What you will do
Pull out every line of the data below that contains the string "surface". Letter case matters, so match capitals and lowercase exactly.

------------------------------------------------------------

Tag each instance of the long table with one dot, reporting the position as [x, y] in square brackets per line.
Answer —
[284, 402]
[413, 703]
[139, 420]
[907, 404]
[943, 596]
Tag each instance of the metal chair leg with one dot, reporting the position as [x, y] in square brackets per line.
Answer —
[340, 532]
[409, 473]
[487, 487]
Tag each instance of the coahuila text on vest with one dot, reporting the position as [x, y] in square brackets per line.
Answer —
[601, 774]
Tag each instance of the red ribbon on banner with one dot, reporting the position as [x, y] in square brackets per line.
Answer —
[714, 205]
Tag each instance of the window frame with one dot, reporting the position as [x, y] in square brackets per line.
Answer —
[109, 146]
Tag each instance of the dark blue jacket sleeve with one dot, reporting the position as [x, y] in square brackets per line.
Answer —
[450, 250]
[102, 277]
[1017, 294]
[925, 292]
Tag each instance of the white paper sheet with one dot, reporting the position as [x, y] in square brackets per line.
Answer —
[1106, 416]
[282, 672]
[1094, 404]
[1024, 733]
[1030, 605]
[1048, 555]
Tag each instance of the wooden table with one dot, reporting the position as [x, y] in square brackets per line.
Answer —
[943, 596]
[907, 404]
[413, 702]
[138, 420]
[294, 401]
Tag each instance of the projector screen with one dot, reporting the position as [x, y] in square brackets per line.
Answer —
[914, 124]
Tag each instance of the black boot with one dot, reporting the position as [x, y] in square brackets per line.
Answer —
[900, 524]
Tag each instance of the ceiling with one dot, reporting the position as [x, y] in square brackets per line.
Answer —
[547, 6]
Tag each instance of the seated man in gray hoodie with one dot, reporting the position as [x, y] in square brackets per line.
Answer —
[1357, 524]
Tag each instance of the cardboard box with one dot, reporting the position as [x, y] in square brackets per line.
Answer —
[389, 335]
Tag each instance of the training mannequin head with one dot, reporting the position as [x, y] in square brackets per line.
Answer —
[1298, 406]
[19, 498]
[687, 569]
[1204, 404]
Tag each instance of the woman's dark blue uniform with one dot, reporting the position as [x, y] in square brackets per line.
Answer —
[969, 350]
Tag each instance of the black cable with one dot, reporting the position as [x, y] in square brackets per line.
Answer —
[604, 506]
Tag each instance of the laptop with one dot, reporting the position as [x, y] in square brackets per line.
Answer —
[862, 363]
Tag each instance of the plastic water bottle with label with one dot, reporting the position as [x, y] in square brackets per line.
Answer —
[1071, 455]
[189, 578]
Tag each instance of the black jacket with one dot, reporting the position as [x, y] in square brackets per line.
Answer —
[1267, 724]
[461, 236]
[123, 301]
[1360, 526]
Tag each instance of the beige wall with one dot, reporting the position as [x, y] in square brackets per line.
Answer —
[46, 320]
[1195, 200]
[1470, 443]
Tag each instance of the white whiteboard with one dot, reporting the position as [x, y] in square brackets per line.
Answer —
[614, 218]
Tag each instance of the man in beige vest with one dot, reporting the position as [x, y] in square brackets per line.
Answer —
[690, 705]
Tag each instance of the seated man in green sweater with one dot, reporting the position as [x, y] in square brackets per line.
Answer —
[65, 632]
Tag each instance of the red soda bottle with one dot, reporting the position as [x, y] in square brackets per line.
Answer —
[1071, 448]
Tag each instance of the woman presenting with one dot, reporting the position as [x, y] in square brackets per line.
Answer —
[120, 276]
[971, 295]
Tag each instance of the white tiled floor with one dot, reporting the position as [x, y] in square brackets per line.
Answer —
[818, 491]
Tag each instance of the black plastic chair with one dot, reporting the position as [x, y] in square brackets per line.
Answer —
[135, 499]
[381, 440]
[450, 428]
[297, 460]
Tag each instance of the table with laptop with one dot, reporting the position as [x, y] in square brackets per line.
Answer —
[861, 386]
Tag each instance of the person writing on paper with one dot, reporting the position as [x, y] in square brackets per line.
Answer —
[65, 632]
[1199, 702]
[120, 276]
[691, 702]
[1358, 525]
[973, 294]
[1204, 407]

------------------------------------------------------------

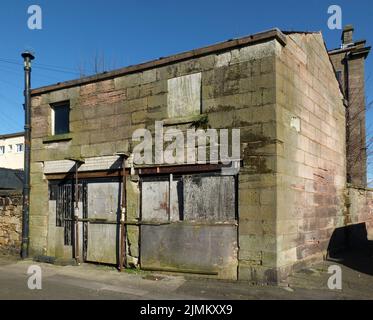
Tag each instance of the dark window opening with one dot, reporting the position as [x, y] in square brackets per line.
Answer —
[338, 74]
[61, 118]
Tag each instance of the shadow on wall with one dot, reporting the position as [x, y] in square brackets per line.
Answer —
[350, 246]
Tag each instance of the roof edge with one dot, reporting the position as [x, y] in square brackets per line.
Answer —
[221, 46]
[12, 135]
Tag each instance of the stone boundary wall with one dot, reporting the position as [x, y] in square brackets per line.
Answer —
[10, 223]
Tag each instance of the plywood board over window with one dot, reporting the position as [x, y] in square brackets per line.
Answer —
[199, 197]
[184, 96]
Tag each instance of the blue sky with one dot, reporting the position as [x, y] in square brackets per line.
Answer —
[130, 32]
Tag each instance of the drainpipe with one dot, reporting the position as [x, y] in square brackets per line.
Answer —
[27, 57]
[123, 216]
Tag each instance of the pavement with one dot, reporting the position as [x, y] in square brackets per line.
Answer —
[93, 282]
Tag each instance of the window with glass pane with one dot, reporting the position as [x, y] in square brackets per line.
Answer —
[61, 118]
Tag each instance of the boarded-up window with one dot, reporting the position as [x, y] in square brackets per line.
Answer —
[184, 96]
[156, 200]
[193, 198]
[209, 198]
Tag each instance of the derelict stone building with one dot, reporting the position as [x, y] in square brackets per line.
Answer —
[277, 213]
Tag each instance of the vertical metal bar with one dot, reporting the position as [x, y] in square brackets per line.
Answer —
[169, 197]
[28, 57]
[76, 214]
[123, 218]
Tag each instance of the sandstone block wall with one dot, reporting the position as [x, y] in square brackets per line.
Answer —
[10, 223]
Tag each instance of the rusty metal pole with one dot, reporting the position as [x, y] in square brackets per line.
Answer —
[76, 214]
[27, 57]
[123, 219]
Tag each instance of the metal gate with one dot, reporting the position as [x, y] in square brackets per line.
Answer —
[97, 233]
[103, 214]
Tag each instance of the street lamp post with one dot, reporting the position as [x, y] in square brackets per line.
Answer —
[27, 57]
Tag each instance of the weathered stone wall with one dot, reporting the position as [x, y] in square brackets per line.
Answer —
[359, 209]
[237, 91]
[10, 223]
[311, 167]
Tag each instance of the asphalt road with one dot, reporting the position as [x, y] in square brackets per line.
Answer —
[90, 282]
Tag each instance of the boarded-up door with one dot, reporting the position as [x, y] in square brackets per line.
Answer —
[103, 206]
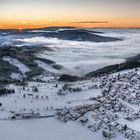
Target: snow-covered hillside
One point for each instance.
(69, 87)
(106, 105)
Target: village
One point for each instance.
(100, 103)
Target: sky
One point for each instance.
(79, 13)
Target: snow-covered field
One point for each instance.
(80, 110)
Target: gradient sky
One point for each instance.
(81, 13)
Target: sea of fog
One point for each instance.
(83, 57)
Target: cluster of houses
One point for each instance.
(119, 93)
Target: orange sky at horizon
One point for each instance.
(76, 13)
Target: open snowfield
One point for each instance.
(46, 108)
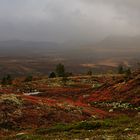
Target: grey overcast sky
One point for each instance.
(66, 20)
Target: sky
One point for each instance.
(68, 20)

------------------------------------------------------------

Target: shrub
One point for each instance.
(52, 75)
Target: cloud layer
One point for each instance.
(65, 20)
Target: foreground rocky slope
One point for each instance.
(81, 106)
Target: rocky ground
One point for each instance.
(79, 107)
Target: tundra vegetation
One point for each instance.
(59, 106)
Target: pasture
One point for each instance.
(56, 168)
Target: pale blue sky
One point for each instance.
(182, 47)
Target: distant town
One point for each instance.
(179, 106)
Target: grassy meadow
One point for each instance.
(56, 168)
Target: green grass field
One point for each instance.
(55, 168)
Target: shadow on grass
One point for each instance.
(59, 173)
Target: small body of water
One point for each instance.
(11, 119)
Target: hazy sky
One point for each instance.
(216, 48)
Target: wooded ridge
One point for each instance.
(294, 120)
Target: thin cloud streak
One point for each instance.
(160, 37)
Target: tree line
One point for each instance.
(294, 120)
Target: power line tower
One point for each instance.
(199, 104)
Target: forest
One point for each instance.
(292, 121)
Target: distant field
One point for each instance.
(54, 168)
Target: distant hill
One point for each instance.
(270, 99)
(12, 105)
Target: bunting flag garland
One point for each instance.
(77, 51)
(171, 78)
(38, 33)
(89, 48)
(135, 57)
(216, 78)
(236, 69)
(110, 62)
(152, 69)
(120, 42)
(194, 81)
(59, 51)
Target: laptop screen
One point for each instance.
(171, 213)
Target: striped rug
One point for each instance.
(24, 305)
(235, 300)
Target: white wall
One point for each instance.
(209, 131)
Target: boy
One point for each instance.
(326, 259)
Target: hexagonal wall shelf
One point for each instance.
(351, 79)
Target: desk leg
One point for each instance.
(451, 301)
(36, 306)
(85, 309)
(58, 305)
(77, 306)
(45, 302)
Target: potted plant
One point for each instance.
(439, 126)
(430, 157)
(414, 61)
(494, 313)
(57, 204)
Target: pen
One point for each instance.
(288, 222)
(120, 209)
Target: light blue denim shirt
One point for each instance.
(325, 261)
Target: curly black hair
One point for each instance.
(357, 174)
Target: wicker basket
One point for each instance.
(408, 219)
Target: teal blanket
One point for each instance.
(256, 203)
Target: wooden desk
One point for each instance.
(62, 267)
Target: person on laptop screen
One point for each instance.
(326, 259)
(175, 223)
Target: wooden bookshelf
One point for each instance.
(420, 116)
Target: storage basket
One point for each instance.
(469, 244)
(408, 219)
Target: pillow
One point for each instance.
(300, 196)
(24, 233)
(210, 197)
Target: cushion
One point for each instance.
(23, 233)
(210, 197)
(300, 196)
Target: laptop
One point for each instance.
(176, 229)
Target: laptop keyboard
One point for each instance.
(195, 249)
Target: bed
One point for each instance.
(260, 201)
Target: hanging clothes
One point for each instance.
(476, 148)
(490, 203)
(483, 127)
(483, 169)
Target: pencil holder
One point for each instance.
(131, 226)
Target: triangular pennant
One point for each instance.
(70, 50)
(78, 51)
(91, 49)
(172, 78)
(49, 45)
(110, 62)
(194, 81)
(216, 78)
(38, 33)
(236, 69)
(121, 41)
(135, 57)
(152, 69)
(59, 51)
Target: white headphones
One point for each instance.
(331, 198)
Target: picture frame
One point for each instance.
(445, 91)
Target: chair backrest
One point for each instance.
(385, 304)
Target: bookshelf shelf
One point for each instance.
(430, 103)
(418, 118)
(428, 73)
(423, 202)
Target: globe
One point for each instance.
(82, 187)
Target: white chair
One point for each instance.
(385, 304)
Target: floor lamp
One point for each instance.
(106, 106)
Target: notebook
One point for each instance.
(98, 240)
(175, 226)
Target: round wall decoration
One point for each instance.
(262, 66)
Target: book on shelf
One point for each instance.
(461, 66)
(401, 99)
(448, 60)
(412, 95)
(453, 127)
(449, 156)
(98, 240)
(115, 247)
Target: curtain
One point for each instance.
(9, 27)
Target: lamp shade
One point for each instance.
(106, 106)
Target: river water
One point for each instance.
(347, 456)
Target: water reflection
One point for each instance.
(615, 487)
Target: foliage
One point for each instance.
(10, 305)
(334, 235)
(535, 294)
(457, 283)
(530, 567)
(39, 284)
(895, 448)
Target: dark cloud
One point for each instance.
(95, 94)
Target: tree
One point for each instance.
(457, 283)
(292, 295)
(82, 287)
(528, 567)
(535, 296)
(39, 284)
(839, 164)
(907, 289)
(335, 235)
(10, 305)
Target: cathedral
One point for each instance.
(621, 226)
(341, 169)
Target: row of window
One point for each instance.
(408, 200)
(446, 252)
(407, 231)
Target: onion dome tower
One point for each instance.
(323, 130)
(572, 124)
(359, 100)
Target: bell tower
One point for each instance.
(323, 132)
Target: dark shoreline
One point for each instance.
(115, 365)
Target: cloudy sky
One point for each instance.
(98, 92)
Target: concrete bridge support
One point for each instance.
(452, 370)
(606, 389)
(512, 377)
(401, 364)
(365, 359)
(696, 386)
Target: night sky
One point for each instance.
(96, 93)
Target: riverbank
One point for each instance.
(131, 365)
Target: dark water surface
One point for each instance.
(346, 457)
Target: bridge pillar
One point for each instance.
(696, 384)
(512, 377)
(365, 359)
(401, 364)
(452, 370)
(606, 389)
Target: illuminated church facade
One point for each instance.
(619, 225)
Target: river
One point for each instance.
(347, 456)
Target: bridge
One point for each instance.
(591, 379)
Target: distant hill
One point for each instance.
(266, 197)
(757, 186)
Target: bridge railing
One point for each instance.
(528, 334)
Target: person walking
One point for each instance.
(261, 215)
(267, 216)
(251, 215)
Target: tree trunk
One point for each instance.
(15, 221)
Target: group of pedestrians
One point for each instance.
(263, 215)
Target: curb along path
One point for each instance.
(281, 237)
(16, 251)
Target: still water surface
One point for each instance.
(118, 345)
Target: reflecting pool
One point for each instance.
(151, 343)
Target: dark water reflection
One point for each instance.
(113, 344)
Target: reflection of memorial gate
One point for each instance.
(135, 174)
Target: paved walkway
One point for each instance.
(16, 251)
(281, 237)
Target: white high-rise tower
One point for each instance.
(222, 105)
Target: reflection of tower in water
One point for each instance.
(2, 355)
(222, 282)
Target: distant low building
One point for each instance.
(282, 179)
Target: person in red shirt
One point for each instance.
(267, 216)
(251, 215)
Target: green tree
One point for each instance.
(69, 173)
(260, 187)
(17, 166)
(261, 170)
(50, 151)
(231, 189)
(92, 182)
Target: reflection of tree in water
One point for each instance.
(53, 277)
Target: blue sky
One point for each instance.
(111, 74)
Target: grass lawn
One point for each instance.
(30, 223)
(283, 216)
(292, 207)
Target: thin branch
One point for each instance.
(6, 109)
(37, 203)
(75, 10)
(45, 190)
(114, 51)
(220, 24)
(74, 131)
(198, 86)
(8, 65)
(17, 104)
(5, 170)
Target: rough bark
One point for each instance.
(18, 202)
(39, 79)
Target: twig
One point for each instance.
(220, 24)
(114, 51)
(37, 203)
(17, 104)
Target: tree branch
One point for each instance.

------------------------------------------------------------

Task output
Target: dark water surface
Target: still water surface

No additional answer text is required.